[STATED EXERCISE]: Please quote every line word for word.

[EXCERPTED RECORDS]:

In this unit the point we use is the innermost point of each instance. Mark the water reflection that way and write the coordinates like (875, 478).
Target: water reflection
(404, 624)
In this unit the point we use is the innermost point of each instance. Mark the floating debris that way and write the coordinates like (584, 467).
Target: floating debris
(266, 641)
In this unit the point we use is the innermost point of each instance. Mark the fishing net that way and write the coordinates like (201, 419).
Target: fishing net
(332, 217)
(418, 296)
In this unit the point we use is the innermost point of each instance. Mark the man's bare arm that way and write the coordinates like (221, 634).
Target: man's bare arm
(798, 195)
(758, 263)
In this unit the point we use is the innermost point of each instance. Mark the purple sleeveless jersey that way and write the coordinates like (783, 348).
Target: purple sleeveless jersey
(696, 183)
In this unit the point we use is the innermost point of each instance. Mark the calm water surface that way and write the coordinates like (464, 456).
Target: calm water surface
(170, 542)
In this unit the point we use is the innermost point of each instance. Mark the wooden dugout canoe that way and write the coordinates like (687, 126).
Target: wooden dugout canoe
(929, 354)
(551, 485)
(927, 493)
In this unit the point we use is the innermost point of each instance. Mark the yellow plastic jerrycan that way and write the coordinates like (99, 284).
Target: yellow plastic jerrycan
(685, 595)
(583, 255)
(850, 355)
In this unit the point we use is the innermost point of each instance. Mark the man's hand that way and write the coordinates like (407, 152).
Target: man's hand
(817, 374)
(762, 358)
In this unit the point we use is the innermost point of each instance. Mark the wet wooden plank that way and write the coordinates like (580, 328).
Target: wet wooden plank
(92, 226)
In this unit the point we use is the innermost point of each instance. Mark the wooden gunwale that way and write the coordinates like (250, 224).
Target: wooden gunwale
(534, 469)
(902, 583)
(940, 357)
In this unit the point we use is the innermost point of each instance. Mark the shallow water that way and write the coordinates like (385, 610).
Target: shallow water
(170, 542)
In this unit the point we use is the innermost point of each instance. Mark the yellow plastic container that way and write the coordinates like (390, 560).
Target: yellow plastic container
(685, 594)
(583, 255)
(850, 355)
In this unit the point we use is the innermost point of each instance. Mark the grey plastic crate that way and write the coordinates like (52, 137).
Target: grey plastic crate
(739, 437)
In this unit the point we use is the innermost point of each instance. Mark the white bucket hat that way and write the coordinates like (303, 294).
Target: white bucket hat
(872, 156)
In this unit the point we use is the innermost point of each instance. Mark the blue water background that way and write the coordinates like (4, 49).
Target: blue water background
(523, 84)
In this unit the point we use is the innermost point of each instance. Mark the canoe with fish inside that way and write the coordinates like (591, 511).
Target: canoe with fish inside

[PROBLEM SOLUTION]:
In this unit the point we use is the innermost point of each instance. Mark the water reflection that way and write the coordinates like (875, 478).
Target: water reflection
(404, 624)
In this unit the point we use is the innermost point of each instance. Mark the floating debris that way and write the coordinates like (584, 467).
Target: floating debris
(266, 641)
In this unit the point we use is the innermost point of each instance. Mark the fishing net that way and write the coordinates like (201, 419).
Target: fishing net
(332, 217)
(418, 296)
In this unit the point we use is the innermost point of each instance. Mark the man's bare arm that way and write the coordinates like (221, 634).
Target: man's bare arm
(798, 195)
(758, 263)
In this unit the point we use is the innermost point of each instance. Mark the purple sleeveless jersey that way and write the coordinates like (783, 348).
Target: purple sleeveless jersey
(696, 183)
In this unit the point we use is the innermost point of each instance. Mark the calm water surface that way and write the coordinates like (464, 456).
Target: calm water surface
(170, 542)
In this unit the point we use is the innermost point of each instance. Mark the wooden dugout canoe that way and write the coordinates like (687, 126).
Target: wooden dugout canoe
(929, 354)
(551, 485)
(927, 493)
In this unit the point we use is the innermost point of each instance. Mark the yellow plastic jerrycan that way and write the coordinates like (99, 284).
Target: yellow plastic jerrycan
(685, 595)
(583, 255)
(850, 355)
In this unit the point we use is the innermost point of each instance. Mark the man's hand that way and write the coordinates like (407, 152).
Target: man's hand
(817, 374)
(762, 358)
In this unit the point we use is the innermost point of each instance. Mark the wet wooden plank that way and write the coordinates like (580, 328).
Target: wet wooden plank
(92, 226)
In this unit the point we use is the innermost point of each instance. Mark the wooden gunwale that way and write the coordinates like (250, 224).
Target: wooden gunwale
(534, 469)
(902, 583)
(940, 357)
In this unit the point we use is the innermost point of each instance. Mark the shallow water that way and write the coordinates like (385, 610).
Target: shallow water
(170, 542)
In this unit the point we use is the innermost point of each instance. Mark the yellow plastic container that way and write the coordinates like (390, 560).
Target: yellow plastic container
(685, 594)
(583, 255)
(850, 355)
In this unit the point we use is the innermost point of each instance. Mark the grey plastic crate that way and write the coordinates like (52, 137).
Target: grey plastic crate
(739, 437)
In this unit the point we use is the innermost point of each instance. Mark the white bucket hat that way and write the coordinates like (303, 294).
Target: white bucket hat
(872, 156)
In this unit the point we use is the innermost point of each instance. Mark the blue water background that way and write the coordinates like (4, 49).
Target: blue water background
(523, 84)
In this unit the point we use is the innermost point of each instance. Mark the canoe with fish inside that way and write the coordinates like (591, 511).
Target: canoe with fish inside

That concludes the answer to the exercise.